This study will evaluate an HIV prevention intervention package for health care settings in sub-Saharan Africa. The HIV prevention intervention will be delivered to HIV-seropositive patients in HIV care and treatment clinics during all routine visits. Health care providers (HCPs) will deliver HIV prevention messages on correct and consistent condom use, disclosure of serostatus, partner HIV testing, adherence and alcohol reduction. They will also assess and treat sexually transmitted infections (STIs) and provide basic contraceptives and safer pregnancy counseling.
Trained lay counselors (LCs) will deliver HIV prevention interventions in the clinics. LCs will be persons without medical training, many of whom will be PLHIV, who will be trained to provide HIV prevention counseling, promote HIV testing of partners and children (and provide HIV testing where allowed by national guidelines), and counsel HIV-positive patients on medication adherence and alcohol use.

[Task set]
• A. Rewrite the stretch of the HIV prevention study text from "Trained lay counselors" through "and alcohol use.", changing "lay counselors" to "community counselors".
• B. According to the HIV prevention study text, what decides whether lay counselors will provide HIV testing themselves?

[Given information]
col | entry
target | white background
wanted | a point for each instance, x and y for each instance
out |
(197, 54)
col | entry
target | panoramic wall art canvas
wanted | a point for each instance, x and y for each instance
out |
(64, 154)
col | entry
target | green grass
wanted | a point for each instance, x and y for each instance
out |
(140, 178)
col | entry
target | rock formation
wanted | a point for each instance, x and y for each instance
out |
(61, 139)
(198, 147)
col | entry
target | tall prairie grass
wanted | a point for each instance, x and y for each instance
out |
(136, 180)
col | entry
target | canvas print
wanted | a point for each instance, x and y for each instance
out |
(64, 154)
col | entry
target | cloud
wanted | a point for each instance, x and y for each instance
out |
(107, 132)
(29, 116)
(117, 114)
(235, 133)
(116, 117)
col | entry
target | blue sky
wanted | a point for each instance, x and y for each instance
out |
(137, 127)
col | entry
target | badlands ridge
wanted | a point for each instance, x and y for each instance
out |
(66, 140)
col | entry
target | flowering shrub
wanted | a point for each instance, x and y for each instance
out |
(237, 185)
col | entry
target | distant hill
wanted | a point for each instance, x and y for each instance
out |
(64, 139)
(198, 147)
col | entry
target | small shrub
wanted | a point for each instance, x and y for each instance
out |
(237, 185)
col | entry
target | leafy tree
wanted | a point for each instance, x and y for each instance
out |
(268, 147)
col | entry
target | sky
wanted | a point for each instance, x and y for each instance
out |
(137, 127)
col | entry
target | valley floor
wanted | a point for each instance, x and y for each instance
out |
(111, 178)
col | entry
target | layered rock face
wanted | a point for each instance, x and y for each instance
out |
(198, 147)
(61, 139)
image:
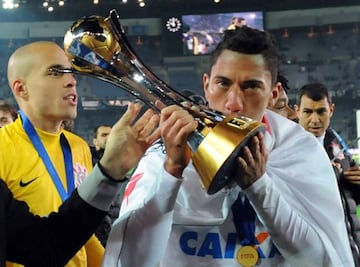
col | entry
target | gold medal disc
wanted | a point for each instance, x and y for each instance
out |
(247, 256)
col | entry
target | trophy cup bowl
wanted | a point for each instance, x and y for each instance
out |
(98, 47)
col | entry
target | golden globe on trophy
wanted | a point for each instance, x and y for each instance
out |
(98, 47)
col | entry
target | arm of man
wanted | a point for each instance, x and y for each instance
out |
(52, 241)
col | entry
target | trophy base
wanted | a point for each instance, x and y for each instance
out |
(215, 158)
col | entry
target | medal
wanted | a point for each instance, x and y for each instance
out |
(247, 256)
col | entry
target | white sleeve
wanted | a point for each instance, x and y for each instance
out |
(139, 236)
(301, 207)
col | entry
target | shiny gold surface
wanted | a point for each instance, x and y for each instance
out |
(98, 47)
(215, 155)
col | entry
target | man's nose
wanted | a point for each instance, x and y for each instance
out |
(234, 102)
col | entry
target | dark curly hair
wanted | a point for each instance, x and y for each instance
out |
(249, 41)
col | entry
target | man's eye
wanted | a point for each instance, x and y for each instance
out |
(54, 72)
(222, 84)
(280, 107)
(251, 85)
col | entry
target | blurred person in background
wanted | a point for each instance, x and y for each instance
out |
(314, 110)
(282, 104)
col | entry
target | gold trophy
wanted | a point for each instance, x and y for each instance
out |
(98, 47)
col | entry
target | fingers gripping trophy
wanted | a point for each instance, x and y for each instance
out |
(98, 47)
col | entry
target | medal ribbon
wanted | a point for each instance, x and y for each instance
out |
(244, 220)
(35, 139)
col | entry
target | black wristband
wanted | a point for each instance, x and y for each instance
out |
(107, 175)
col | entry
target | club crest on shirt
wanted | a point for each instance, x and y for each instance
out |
(80, 172)
(338, 152)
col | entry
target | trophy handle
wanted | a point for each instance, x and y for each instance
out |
(98, 47)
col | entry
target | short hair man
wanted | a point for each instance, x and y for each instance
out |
(40, 161)
(273, 214)
(315, 109)
(54, 239)
(7, 114)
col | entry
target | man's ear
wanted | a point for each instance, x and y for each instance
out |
(206, 82)
(19, 88)
(275, 93)
(332, 109)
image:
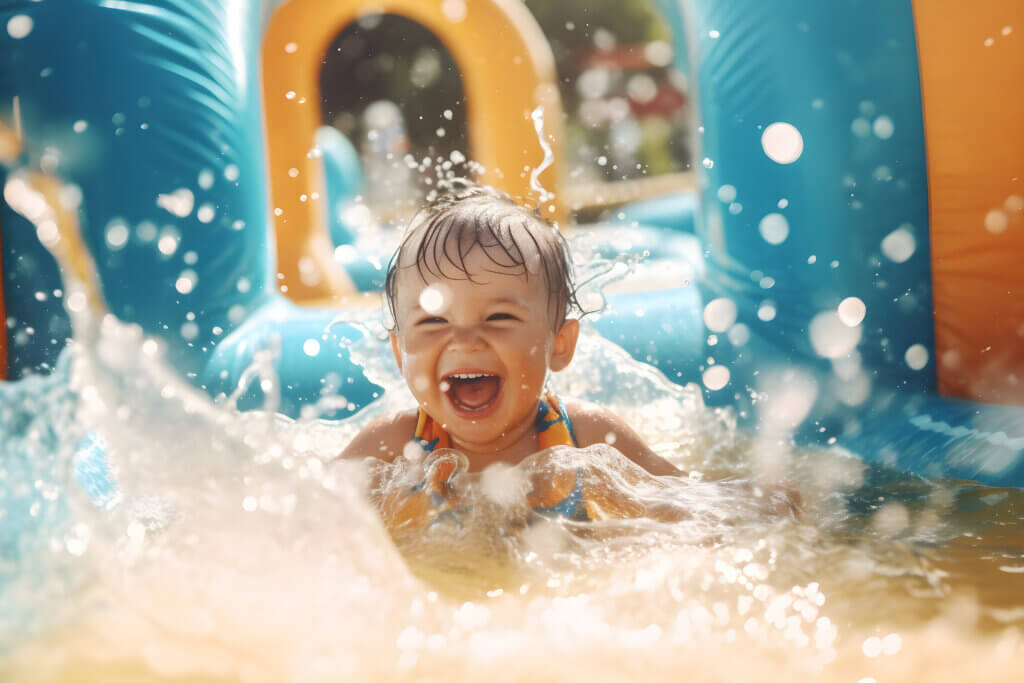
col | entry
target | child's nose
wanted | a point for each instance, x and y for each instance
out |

[Written responses]
• A.
Trained community counselors (LCs) will deliver HIV prevention interventions in the clinics. LCs will be persons without medical training, many of whom will be PLHIV, who will be trained to provide HIV prevention counseling, promote HIV testing of partners and children (and provide HIV testing where allowed by national guidelines), and counsel HIV-positive patients on medication adherence and alcohol use.

• B. Lay counselors will provide HIV testing only where national guidelines allow it. They will also promote HIV testing of partners and children.